- What you have to do -
Beginning with the line containing "Note: for this drill, mark the nose" and ending with the last line of the records, set down every line exactly.

(Dataset rows on where objects appear)
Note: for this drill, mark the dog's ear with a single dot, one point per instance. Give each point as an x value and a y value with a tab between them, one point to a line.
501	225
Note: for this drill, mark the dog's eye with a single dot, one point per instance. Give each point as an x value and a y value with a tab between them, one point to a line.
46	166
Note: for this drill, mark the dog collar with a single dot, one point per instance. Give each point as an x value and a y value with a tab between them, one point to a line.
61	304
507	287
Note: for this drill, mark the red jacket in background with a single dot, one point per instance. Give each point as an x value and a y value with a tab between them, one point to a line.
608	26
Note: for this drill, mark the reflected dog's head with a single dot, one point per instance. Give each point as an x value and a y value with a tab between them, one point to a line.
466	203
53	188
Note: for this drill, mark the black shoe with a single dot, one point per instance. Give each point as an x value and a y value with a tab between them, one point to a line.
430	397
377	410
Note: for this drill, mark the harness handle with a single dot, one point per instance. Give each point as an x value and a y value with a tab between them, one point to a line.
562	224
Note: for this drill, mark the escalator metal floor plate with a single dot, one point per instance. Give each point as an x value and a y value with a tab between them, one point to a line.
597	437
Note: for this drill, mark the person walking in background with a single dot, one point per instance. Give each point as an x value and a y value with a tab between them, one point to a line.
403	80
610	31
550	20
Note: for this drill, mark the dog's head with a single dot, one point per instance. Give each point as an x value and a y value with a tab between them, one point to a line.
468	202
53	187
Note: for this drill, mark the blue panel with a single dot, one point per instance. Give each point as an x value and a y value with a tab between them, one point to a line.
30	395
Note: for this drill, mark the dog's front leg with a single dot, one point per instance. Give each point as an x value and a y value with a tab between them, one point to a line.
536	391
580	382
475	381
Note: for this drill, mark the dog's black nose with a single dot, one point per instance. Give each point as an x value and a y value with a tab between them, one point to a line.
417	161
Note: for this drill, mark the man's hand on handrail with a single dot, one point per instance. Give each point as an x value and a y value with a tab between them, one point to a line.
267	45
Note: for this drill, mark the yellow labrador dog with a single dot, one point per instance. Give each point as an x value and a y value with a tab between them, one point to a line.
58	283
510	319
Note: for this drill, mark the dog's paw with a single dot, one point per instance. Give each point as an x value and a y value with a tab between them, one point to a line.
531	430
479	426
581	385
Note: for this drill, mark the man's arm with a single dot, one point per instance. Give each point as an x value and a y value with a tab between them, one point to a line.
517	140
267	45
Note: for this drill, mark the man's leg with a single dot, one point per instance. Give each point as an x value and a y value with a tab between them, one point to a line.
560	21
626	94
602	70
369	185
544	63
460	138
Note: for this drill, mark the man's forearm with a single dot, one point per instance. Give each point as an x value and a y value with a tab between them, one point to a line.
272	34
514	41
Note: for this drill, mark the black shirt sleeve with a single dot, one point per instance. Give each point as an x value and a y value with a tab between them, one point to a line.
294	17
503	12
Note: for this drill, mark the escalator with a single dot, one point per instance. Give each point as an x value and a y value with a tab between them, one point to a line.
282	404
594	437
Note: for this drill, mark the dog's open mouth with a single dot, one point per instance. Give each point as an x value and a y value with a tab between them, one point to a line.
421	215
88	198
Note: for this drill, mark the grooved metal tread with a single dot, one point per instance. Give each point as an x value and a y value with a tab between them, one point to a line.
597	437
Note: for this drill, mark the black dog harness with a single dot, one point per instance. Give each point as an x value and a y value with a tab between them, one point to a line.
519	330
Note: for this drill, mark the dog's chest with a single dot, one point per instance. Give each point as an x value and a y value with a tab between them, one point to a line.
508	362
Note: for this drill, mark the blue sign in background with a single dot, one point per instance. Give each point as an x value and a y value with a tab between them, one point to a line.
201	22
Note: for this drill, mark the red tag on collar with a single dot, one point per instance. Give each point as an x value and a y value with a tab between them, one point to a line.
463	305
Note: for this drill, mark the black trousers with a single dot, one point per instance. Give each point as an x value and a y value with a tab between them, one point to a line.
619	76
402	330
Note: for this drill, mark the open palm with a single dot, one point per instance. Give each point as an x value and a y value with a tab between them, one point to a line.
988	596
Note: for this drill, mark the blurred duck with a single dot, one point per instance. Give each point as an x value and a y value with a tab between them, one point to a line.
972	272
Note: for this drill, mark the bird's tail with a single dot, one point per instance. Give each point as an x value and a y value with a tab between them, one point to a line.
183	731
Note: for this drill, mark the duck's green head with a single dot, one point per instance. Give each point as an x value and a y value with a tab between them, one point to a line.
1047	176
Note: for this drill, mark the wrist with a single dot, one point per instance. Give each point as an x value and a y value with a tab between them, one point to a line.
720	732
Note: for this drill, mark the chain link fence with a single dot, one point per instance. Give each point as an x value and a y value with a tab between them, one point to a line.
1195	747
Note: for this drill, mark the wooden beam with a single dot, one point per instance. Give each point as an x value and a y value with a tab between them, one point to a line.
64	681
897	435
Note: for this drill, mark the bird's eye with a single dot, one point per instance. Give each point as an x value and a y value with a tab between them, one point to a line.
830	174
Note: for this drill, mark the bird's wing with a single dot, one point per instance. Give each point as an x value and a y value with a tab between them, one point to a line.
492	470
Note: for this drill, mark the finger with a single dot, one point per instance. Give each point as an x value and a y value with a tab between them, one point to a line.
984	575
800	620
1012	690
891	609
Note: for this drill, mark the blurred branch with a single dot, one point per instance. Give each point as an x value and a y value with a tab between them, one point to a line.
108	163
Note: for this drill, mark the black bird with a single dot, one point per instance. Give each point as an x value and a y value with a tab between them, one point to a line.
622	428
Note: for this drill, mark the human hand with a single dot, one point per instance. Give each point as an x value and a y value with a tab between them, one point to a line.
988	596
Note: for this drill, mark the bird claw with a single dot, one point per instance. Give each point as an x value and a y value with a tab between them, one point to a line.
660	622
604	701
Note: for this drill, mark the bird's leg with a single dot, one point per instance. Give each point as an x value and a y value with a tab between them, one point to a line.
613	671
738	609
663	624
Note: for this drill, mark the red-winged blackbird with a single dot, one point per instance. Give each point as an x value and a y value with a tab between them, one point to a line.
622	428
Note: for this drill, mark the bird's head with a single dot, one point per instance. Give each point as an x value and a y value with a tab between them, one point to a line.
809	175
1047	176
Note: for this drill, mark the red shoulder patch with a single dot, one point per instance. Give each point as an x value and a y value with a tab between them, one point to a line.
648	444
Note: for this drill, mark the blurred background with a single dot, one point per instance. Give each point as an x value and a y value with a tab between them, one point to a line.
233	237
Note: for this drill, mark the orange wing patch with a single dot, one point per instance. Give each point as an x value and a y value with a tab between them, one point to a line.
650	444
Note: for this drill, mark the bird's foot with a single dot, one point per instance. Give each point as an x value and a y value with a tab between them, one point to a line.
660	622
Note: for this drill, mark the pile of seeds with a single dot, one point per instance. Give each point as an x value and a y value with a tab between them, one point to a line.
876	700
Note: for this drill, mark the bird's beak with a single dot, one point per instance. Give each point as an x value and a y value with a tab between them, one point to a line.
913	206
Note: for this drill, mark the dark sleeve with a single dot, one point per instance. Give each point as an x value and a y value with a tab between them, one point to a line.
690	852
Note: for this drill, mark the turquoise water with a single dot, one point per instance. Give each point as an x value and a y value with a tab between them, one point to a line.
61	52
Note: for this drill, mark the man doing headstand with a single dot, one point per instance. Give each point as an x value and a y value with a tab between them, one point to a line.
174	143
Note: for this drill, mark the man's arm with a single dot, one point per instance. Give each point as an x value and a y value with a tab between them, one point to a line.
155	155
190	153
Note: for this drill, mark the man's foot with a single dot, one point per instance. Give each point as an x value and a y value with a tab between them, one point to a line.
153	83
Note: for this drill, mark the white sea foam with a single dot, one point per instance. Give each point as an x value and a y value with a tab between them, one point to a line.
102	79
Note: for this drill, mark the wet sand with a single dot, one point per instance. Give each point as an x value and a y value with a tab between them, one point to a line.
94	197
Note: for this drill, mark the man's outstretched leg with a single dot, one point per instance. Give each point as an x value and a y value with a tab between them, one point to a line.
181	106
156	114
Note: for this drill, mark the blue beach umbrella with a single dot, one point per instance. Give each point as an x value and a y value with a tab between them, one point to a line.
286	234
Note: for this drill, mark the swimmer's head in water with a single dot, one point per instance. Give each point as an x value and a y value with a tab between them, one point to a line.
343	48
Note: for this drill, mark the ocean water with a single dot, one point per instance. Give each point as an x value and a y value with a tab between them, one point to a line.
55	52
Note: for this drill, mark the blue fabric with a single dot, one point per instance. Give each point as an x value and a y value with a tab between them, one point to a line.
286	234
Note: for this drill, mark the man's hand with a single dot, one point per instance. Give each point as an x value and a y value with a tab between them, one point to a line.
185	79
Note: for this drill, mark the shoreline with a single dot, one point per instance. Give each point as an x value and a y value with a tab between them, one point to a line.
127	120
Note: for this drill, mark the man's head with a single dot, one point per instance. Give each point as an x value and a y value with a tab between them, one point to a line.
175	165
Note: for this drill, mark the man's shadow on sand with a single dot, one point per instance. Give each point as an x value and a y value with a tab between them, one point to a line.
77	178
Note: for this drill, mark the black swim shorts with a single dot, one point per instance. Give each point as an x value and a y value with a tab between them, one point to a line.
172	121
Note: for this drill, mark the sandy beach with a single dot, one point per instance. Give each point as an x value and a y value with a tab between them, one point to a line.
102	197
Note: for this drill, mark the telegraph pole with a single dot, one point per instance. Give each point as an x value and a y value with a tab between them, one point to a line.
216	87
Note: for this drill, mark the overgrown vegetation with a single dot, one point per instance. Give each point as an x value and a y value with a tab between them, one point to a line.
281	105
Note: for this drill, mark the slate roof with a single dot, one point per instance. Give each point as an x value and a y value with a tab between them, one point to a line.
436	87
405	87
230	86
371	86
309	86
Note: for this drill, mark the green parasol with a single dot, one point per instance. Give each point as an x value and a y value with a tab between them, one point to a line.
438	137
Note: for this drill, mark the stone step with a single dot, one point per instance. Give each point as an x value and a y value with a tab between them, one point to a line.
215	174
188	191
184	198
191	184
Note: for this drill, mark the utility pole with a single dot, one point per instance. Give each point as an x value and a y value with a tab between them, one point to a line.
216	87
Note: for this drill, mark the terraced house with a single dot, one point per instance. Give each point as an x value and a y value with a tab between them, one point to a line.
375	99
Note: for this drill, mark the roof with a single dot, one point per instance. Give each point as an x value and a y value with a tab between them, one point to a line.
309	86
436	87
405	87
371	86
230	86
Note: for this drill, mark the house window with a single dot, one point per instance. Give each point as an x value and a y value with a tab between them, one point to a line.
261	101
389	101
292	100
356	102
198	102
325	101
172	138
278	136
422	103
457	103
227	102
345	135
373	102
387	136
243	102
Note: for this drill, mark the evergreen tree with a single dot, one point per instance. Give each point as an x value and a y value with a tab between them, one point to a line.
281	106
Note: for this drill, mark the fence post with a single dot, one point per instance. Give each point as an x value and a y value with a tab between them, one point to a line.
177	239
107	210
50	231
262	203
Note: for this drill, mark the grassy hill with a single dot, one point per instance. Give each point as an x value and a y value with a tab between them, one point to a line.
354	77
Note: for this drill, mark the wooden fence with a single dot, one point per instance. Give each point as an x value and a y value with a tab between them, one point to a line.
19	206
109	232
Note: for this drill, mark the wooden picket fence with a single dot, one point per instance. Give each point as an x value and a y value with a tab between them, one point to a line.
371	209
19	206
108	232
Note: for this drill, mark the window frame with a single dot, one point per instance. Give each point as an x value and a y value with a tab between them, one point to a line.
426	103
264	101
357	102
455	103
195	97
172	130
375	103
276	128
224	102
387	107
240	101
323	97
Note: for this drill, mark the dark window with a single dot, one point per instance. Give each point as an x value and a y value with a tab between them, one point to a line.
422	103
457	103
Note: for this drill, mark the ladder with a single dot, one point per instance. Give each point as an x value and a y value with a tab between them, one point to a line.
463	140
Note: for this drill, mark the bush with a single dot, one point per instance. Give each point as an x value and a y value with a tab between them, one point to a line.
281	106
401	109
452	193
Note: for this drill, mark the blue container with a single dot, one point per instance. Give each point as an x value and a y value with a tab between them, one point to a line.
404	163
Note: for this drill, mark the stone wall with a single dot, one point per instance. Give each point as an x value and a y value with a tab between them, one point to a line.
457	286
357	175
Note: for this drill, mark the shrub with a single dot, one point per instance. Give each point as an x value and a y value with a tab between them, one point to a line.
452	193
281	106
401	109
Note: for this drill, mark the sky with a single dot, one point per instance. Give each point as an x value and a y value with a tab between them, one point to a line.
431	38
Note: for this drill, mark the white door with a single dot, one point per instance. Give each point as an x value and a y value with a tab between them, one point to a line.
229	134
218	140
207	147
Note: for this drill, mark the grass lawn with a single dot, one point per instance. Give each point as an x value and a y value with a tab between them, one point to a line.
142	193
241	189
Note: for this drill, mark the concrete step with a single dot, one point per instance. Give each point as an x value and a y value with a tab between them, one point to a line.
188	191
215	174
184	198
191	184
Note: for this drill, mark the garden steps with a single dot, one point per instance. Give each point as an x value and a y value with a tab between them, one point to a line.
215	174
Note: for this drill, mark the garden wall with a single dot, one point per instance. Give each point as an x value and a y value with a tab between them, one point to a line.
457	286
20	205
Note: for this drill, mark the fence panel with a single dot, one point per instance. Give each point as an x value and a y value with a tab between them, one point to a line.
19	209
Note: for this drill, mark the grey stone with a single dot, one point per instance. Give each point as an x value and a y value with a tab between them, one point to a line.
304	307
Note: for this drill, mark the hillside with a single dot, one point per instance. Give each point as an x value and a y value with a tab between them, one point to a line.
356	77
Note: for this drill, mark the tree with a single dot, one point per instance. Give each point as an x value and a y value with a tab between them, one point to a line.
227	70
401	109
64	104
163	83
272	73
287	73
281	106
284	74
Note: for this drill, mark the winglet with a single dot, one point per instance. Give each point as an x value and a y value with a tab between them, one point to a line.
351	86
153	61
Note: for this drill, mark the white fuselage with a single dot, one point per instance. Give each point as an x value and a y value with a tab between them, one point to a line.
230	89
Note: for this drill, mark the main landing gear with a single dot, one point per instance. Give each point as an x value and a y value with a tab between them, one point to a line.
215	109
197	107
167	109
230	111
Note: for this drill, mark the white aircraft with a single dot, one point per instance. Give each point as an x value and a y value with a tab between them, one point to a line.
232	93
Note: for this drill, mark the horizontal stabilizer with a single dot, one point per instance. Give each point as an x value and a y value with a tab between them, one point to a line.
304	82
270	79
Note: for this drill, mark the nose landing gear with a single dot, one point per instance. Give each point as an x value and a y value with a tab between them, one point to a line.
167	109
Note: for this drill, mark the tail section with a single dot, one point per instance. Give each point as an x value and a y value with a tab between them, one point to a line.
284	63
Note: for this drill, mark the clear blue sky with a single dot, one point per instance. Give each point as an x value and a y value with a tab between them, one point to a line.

- Result of this exercise -
Note: for this drill, mark the nose landing gear with a single dot, one point per instance. Give each point as an x value and a y value with a tab between them, one point to a line.
167	109
Note: for this drill, mark the tail section with a single dot, one point per instance. Give each point as an x value and a y value with a tab between them, one point to a line.
284	63
Note: for this drill, mark the clear blue sky with a single dot, one point per instance. Give each point as an x value and a y value with a tab between them, one point to a line.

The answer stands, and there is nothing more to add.